*** Opening PROVIDED RECORDS ***

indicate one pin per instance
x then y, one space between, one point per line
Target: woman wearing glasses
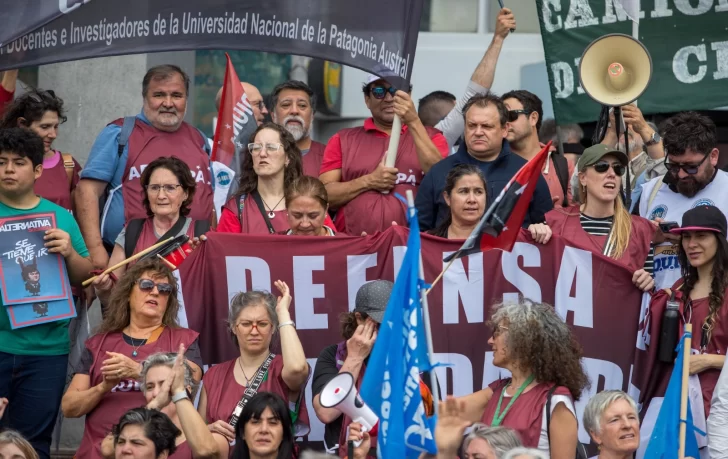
273 162
602 223
255 318
141 321
42 112
168 192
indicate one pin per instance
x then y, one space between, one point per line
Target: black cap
372 299
703 218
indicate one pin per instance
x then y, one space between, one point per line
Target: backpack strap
70 165
201 227
133 231
561 164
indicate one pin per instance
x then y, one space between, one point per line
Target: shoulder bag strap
259 202
70 166
251 390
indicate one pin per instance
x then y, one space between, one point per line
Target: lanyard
498 416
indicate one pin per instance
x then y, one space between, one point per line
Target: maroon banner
592 293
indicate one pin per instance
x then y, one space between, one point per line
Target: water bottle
669 332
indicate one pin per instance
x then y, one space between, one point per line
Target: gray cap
372 299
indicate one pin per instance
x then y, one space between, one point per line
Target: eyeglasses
497 330
147 285
380 92
248 326
690 169
514 114
603 166
169 189
256 148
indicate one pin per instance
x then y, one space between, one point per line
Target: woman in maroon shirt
141 320
42 112
254 318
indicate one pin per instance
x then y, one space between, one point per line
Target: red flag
234 117
501 223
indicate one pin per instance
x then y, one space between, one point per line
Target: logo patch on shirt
658 212
703 202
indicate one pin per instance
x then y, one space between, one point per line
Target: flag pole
426 315
687 346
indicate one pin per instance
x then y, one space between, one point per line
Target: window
459 16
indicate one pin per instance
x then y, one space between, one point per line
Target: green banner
687 40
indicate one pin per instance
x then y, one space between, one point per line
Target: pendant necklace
271 214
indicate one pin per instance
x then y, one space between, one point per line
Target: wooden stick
687 346
439 276
127 261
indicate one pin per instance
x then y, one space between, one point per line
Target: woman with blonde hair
602 223
13 445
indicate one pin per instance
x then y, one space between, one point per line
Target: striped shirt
602 226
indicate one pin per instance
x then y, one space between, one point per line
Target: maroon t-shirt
127 394
53 184
526 414
224 392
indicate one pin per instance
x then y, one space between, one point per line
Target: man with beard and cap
692 180
361 188
525 113
124 148
294 104
359 329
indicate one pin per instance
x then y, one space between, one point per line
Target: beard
298 131
691 185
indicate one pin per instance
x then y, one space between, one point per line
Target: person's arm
563 431
295 367
426 203
80 398
453 125
427 152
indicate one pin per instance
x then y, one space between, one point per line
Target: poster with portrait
26 315
28 272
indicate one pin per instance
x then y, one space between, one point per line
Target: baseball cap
593 154
372 299
703 218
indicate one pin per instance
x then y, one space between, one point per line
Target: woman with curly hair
532 342
701 296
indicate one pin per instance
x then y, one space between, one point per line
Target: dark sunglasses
603 166
380 92
690 169
514 114
147 285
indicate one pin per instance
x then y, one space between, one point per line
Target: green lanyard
498 416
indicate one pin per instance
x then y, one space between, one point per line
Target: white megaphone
341 393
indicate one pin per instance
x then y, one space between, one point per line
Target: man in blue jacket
485 146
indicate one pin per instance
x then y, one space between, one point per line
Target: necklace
498 416
240 364
271 214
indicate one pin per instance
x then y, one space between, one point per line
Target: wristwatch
654 140
181 395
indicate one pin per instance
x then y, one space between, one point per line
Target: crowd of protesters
140 382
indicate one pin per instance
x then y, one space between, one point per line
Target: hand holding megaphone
341 393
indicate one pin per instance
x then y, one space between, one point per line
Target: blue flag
665 440
391 385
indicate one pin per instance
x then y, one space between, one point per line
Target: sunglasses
147 285
514 114
603 166
380 92
690 169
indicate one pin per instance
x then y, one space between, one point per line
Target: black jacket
432 208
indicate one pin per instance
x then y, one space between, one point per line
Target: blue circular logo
658 212
223 178
703 202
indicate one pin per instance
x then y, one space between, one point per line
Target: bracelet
181 395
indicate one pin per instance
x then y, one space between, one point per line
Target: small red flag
501 223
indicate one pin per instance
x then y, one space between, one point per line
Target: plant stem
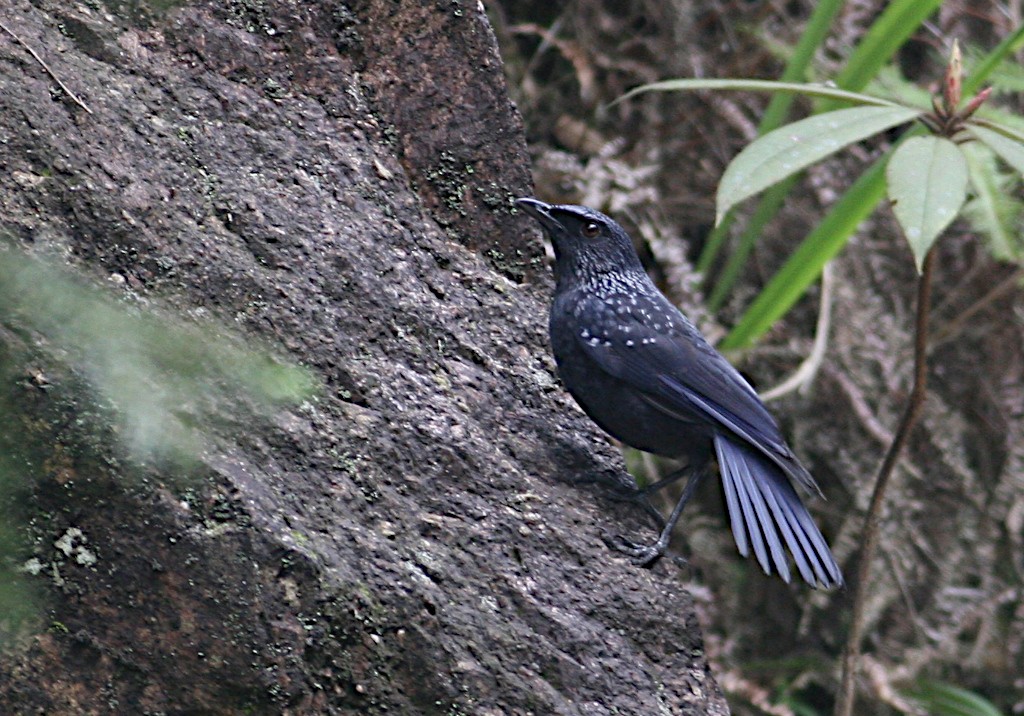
851 656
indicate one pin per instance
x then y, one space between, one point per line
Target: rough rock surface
334 177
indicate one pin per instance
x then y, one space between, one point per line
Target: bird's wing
682 375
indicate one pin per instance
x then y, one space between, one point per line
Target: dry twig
45 67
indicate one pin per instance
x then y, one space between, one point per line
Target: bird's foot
640 499
641 555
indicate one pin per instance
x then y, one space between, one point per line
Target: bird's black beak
542 212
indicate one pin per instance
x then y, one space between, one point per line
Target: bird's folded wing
682 375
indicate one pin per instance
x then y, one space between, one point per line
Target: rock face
337 179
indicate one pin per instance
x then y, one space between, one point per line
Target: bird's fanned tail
766 512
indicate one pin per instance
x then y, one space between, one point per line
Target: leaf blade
787 150
1009 149
927 178
811 90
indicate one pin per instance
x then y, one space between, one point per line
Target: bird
647 376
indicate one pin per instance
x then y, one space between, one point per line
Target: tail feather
764 508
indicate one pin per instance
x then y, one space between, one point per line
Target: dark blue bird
644 373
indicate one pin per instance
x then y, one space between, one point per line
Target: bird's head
588 244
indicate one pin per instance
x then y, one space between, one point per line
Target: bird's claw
641 555
641 499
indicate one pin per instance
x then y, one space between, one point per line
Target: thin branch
954 327
851 656
804 376
45 67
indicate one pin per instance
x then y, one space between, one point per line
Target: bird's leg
645 554
641 496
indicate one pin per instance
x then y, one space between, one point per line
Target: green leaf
790 149
887 34
993 210
941 699
1010 150
927 179
805 264
811 90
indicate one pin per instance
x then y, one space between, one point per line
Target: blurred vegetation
157 386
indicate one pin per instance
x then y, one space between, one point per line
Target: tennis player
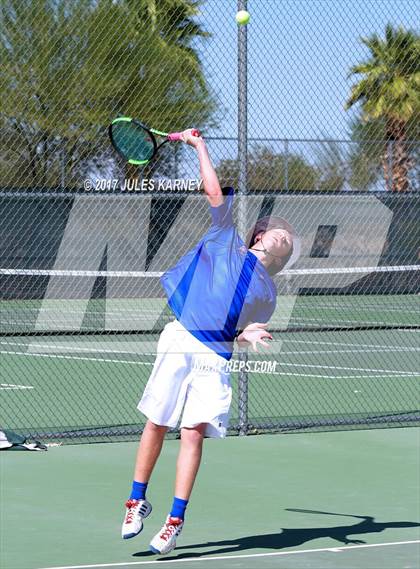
218 291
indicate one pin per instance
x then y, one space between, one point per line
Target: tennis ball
242 17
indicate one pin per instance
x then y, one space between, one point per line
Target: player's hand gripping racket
136 143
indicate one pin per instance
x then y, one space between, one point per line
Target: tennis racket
136 142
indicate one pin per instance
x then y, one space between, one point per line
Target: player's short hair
273 222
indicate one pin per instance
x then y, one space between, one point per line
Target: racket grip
178 135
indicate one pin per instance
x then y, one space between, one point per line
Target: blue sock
178 508
138 491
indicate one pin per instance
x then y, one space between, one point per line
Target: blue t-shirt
219 286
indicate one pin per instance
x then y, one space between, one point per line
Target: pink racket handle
178 135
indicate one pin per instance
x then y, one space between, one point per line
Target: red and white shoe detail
165 541
136 511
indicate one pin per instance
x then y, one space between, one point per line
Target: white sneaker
137 510
165 541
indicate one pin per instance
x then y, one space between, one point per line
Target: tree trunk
396 160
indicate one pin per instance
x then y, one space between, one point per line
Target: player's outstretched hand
189 138
254 334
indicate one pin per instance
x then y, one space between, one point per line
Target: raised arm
208 174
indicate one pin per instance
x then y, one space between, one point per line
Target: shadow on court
291 537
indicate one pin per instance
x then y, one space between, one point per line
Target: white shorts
190 377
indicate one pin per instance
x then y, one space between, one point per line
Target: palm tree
389 90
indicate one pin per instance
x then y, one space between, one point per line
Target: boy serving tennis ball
218 291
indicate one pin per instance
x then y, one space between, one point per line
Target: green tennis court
63 508
92 384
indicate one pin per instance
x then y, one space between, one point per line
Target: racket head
132 140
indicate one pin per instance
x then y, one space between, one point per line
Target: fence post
242 122
242 191
243 394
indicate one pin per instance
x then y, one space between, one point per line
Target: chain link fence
310 112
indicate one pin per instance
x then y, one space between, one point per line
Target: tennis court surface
250 507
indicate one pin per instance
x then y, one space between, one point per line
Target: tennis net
47 302
78 348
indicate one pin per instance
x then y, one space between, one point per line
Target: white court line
63 347
367 369
4 386
389 373
326 343
227 557
57 356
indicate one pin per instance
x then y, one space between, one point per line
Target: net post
242 191
243 393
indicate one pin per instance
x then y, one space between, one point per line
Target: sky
299 56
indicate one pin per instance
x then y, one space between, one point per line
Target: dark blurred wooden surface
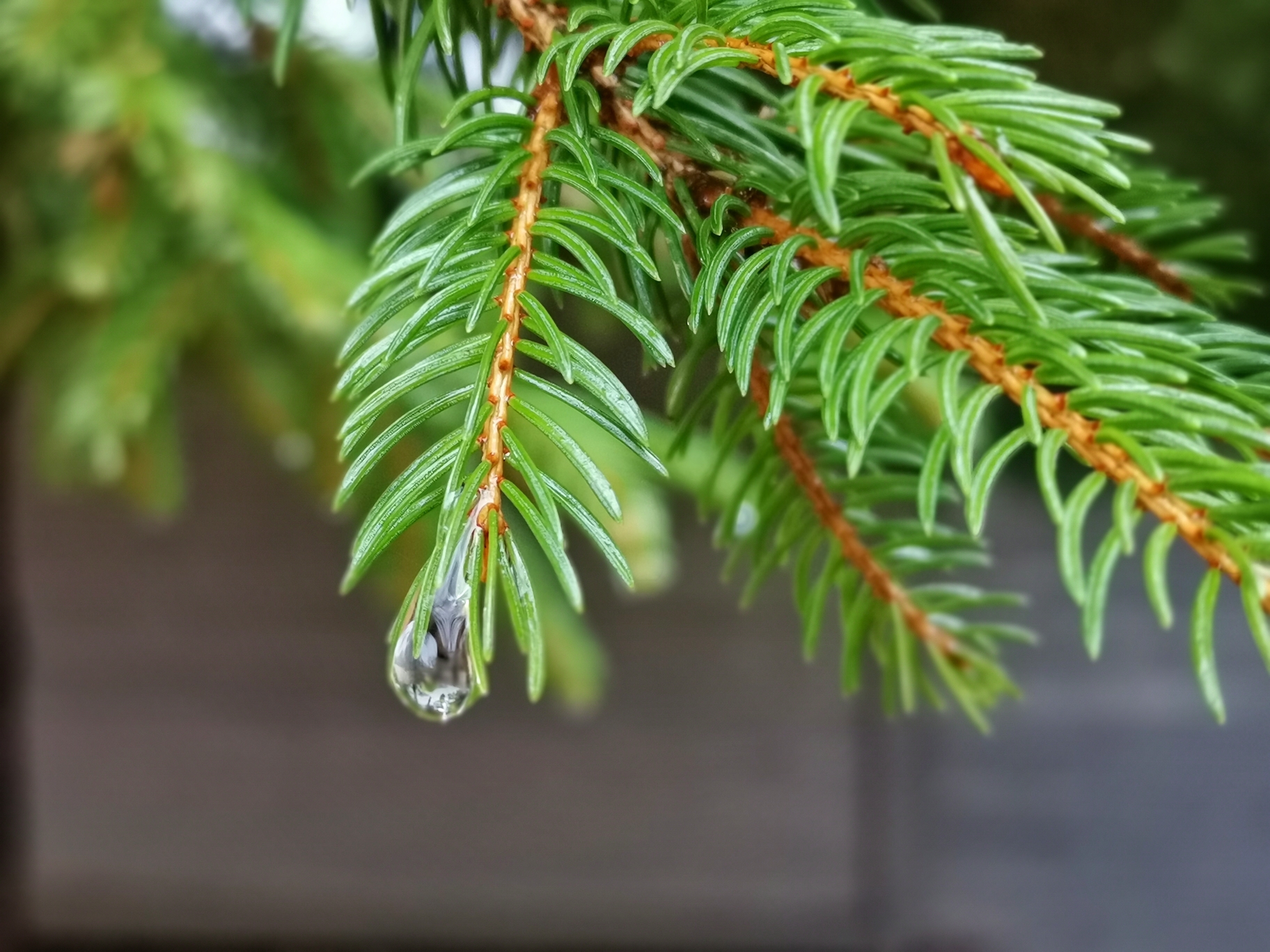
214 754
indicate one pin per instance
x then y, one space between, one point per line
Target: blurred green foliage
164 205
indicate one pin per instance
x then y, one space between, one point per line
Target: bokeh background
205 754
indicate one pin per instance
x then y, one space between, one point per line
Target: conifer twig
989 360
1123 246
528 196
883 584
619 116
538 22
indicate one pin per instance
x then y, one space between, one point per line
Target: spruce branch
884 149
883 584
989 362
1122 246
528 196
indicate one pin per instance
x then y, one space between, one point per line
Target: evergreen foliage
851 237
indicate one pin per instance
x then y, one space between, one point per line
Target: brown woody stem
827 509
1123 246
989 360
527 198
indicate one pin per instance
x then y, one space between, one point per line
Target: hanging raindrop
437 682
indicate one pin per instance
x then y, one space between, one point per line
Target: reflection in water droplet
437 682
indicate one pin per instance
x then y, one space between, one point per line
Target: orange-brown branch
881 101
827 509
527 198
989 360
538 22
1123 246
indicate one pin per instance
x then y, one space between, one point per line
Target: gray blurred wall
212 752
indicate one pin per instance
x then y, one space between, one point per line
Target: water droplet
437 682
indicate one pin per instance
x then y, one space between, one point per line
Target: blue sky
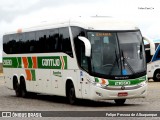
19 13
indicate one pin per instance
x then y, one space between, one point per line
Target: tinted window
64 41
29 43
79 47
43 41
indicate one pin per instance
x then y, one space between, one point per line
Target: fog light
99 94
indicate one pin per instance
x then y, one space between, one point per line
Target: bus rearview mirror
87 45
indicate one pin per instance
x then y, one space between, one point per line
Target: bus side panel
8 77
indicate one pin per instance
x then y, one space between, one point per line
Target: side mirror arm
87 45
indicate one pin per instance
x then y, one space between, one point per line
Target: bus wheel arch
156 75
16 86
120 101
23 87
70 92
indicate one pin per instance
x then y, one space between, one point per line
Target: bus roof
93 23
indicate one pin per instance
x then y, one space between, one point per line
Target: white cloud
16 5
19 13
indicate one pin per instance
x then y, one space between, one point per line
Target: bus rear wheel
18 90
156 76
23 88
120 101
71 94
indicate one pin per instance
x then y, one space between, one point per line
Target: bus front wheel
120 101
156 76
71 94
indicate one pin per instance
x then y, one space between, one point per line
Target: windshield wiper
125 60
116 60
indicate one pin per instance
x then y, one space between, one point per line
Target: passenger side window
29 43
79 47
65 42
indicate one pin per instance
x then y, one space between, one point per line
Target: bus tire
18 90
156 76
71 93
23 88
120 101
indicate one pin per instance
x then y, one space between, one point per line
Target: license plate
121 94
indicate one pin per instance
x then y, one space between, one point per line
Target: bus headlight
102 83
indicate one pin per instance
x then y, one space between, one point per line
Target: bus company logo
6 114
50 62
58 74
122 83
7 62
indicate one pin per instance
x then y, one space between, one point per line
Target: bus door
57 79
43 82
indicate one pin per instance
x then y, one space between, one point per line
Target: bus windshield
117 53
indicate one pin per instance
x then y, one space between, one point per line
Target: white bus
152 50
95 59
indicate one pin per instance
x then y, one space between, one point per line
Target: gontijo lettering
7 62
123 83
50 62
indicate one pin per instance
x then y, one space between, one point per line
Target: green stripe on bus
19 59
46 62
65 61
33 75
126 82
29 62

*** Closing PROVIDED RECORDS ***

■ YOUR GOAL ■
Find the line that contains "Target: bus front wheel" in the listing above. Retype it and every line after it up to the last, exactly, and nothing else.

■ SOLUTION TO THIS EXERCISE ■
Target: bus front wheel
120 101
156 76
71 94
indicate one pin per instance
x then y, one space between, one point per line
Target: windshield wiper
125 60
116 60
indicate one pin per instance
x then y, one space between, one point per line
Target: passenger side window
29 43
79 47
65 42
indicate one pin per instance
x then y, one space between, one point per line
Target: bus tire
18 90
156 76
71 93
23 88
120 101
indicate one pin per instance
x then y, one space between, one point per line
Target: license plate
121 94
indicate one pin per instance
x then y, one space between, one point per line
Target: bus headlight
102 83
indicate one pin per instance
x then y, one space between, one point per line
Target: bus company logo
6 114
50 62
58 74
122 83
7 62
indicate one pin per instance
x then y, one space between, one point per line
Target: bus door
57 79
43 82
indicate one pin per instance
x then y, one space between, one point per line
Target: bus windshield
117 53
indicate one pin per instance
x then y, one space between, one point per line
Target: white bus
152 50
95 59
indicate one pin per instance
x then y, one space between, one point per line
Target: gontijo lettering
7 62
123 83
50 62
indicate one pin per instance
x then y, one space between, one point per line
Target: green stripe on bus
19 59
46 62
65 61
33 75
126 82
29 62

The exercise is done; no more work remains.